# REQUIRED ACTION
Exactly as written, transcribe the lines that run from the one containing "Target: wooden post" to the end of the records below.

# MATERIAL FOR THIS EXERCISE
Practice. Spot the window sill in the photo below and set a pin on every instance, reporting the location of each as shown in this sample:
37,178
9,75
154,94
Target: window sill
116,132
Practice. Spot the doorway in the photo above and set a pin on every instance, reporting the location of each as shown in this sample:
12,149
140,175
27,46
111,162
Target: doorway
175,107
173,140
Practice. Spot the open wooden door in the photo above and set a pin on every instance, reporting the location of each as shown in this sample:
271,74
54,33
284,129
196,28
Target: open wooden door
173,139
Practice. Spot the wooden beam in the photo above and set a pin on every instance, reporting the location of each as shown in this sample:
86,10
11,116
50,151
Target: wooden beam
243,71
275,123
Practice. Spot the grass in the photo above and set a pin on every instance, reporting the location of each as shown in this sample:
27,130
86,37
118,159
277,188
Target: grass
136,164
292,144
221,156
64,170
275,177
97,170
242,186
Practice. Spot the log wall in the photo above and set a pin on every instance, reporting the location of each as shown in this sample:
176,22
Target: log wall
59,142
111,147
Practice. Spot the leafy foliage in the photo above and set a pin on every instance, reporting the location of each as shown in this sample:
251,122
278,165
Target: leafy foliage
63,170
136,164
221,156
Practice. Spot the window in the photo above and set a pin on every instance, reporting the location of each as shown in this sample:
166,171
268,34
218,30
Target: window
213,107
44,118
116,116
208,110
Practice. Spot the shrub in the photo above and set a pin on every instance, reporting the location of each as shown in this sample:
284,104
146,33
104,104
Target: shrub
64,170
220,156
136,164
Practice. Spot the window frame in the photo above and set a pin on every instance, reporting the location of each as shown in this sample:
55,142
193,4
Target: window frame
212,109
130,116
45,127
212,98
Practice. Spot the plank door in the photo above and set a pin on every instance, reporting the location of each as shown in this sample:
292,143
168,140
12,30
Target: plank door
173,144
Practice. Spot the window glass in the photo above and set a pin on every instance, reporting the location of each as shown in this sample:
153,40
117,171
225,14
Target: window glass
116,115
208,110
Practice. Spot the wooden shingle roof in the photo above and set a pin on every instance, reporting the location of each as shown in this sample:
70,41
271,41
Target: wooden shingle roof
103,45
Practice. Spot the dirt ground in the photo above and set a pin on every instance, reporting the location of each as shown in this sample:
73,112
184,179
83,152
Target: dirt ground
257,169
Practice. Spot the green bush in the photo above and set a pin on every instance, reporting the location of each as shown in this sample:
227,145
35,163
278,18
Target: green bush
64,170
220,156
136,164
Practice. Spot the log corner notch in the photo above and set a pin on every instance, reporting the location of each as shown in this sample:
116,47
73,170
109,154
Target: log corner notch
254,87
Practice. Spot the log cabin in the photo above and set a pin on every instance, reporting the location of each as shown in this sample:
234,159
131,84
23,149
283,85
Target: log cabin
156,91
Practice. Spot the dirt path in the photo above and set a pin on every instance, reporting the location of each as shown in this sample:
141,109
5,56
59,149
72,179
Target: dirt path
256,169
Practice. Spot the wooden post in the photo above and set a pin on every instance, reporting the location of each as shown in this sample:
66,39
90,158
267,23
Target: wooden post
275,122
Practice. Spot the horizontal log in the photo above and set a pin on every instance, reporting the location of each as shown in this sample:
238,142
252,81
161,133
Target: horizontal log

# ANSWER TO THIS TASK
Target: wooden post
275,122
Practice. Spot the horizontal log in the photo above and set a pin on every instance, reporting the location of each as shown in this sample:
238,142
252,81
161,133
Target: horizontal log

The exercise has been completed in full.